Un port pétrolier chez les bélugas du Saint-Laurent

Les sondages et relevés sismiques menés cet été à Cacouna, dans l'estuaire du fleuve Saint-Laurent, dans l'optique de la construction d'un terminal pétrolier en eaux profondes, ont déclenché une levée de boucliers des scientifiques canadiens, tels que Pierre Béland. Cet océanographe, ancien biologiste du ministère canadien des Pêches et des Océans, dénonce un projet bâclé qui pourrait être fatal pour les bélugas, ces cétacés en voie de disparition qui ne vivent qu'en eaux polaires.
La justice québécoise a ordonné le 23 septembre la suspension des activités de forage au large de Cacouna jusqu'au 15 octobre, soit jusqu'à la fin de la période de reproduction des bélugas. Si le projet devait reprendre et que ce port pétrolier ouvrait en 2018, quelle incidence aurait-il sur les bélugas ?

Ça pourrait être fatal. Ce projet consiste à construire une jetée d'au moins 700 mètres en plein dans l'habitat vital des bélugas. Cette population est totalement isolée de celle de l'Arctique. La colonie du Saint-Laurent a été décimée par la chasse jusque dans les années 1920-1930, puis par l'accumulation de produits toxiques et ensuite par le dérangement causé par l'augmentation du trafic maritime. Tout cela a fragilisé la population de bélugas qui compte maintenant moins de 1.000 individus. La situation est très critique et ce projet arrive alors que la population, que l'on croyait stabilisée depuis quelques années, est à nouveau en diminution : depuis 2008 on constate une augmentation de la mortalité chez les "veaux", ce qui est extrêmement inquiétant.

# # # # # # #

• Consigne:
Recopiez à l'identique, s'il vous plaît, le passage de l'article sur les bélugas du Saint-Laurent qui commence aux mots "Les sondages et" et s'arrête après "qu'en eaux polaires.". Les enregistrements ne sont pas nécessaires ici.

# # # # # # #

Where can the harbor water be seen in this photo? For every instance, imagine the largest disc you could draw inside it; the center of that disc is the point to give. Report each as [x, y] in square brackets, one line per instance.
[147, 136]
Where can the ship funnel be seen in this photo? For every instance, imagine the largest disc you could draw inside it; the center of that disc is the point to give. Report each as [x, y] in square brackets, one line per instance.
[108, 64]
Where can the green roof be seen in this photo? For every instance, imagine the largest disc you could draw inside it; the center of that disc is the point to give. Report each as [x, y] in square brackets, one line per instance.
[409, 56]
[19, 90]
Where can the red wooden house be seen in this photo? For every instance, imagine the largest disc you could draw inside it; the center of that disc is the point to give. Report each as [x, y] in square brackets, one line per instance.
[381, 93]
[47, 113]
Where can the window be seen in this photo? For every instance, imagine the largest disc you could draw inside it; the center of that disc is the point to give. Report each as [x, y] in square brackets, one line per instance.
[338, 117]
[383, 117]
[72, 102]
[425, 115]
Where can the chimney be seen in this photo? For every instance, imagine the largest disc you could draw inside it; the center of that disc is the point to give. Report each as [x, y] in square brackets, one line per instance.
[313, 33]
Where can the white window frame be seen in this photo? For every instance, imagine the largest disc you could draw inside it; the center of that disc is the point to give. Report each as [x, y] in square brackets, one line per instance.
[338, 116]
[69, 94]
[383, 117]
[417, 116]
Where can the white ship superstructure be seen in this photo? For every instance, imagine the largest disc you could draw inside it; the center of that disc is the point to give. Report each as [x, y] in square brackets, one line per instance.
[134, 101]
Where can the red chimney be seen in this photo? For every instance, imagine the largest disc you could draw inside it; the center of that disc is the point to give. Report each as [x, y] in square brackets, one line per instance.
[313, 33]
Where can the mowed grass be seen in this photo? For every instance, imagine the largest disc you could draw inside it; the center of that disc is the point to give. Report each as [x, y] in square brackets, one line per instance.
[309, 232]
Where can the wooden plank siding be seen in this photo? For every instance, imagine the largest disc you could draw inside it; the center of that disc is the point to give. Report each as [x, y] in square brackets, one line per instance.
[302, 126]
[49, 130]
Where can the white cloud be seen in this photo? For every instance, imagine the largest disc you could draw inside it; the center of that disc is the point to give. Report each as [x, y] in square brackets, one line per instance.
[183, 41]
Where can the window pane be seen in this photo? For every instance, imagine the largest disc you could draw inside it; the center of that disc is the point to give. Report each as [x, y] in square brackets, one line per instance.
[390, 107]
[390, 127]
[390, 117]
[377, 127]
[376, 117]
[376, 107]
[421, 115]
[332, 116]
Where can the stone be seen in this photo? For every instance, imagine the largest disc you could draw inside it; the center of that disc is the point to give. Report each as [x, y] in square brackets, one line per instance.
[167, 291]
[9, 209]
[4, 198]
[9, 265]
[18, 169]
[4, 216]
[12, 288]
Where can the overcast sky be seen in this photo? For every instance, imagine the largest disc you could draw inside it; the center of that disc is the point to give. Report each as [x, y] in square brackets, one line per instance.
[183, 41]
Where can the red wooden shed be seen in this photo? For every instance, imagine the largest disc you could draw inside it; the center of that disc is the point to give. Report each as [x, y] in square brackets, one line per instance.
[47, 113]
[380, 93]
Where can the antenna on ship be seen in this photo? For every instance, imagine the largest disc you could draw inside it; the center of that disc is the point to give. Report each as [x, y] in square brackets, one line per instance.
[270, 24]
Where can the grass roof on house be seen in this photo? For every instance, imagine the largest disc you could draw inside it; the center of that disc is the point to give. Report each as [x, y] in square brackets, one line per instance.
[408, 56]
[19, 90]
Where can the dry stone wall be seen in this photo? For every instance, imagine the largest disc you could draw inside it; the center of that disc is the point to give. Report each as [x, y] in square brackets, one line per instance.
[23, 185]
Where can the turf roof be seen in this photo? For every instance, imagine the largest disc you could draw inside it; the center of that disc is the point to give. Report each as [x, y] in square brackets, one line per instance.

# # # # # # #

• Réponse proposée:
Les sondages et relevés sismiques menés cet été à Cacouna, dans l'estuaire du fleuve Saint-Laurent, dans l'optique de la construction d'un terminal pétrolier en eaux profondes, ont déclenché une levée de boucliers des scientifiques canadiens, tels que Pierre Béland. Cet océanographe, ancien biologiste du ministère canadien des Pêches et des Océans, dénonce un projet bâclé qui pourrait être fatal pour les bélugas, ces cétacés en voie de disparition qui ne vivent qu'en eaux polaires.